DOCUMENT TEXT Start Marker

TGIF 2
A blood bought, Bible preaching, Spirit filled, born again, addict.
Despite walking through the valley of the shadow too many times due to my addiction, I’m still an addict.
Despite my theology, my intentions, my heart, and my devotion to God and family, I’m an addict.
Despite full knowledge of the dire consequences of my addiction, I’m an addict.
Despite being in every kind of pain you can fathom, I’m an addict.
I’m addicted to nicotine and it will kill me sooner or later.
I’m sharing this for two reasons.
I covet your prayers for the power of God to break this addiction.
That’s #1 and I make no pretense about it.
The second reason is that perhaps by sharing my own weakness..by being honest to God and to you, someone else will feel emboldened to speak the truth about themselves and get the help they need.
Whether your addiction is as mine or your addiction is something no one can see, we’re here to deal with it together and in love.
God isn’t finished with us yet…
Thanks for praying…I’ll keep you posted.
Praying!
I used to be captured by that addiction also. My wife and I left that behind 4 yrs ago through the aid of Chantix. If you haven’t tried it I highly suggest it. I also know people who tried it and it didn’t work. The need for cigarettes left me within a week and I haven’t smoked since. I won’t say I haven’t wanted to…you see a scene in a movie with someone smoking and your mind says “A cigarette would be really good right now!”, but by the grace of God I am able to not give in.
I will be praying for you!
That last comment was me, Derek. Sorry I hadn’t set up a gravatar.
Oh Michael, you would do this…
I have been a smoker since I was 15.

DOCUMENT TEXT End Marker
SOURCE INFORMATION Start Marker

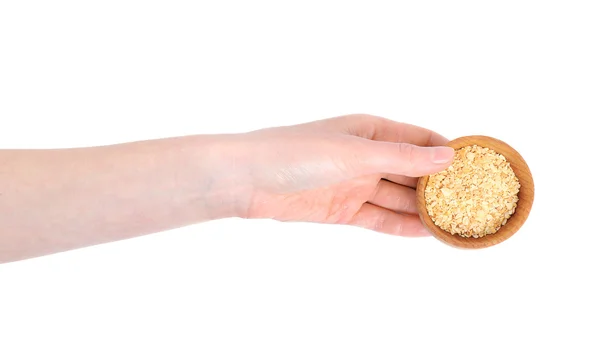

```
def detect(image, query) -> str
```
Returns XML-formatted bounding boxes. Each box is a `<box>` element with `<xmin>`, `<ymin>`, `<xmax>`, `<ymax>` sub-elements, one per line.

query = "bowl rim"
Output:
<box><xmin>416</xmin><ymin>135</ymin><xmax>535</xmax><ymax>249</ymax></box>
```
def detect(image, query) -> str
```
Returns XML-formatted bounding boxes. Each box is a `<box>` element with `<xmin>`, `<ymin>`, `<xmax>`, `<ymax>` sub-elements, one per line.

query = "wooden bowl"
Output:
<box><xmin>417</xmin><ymin>136</ymin><xmax>534</xmax><ymax>249</ymax></box>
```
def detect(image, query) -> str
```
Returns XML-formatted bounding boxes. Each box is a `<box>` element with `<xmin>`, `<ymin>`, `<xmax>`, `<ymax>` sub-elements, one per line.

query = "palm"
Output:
<box><xmin>253</xmin><ymin>175</ymin><xmax>381</xmax><ymax>224</ymax></box>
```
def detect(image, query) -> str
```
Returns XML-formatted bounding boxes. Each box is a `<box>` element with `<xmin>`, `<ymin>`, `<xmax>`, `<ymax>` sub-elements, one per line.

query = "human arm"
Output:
<box><xmin>0</xmin><ymin>115</ymin><xmax>453</xmax><ymax>263</ymax></box>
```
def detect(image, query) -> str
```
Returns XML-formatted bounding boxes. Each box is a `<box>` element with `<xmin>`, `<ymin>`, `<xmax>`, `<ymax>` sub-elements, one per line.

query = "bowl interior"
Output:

SOURCE INFORMATION End Marker

**TASK OBJECTIVE**: Copy the addiction post again from the words that have "Despite my theology, my" and stop after "fathom, I’m an addict.", swapping "consequences" for "results". The lines are separate material and have nothing to do with the addiction post.

**RESPONSE TO THE TASK**:
Despite my theology, my intentions, my heart, and my devotion to God and family, I’m an addict.
Despite full knowledge of the dire results of my addiction, I’m an addict.
Despite being in every kind of pain you can fathom, I’m an addict.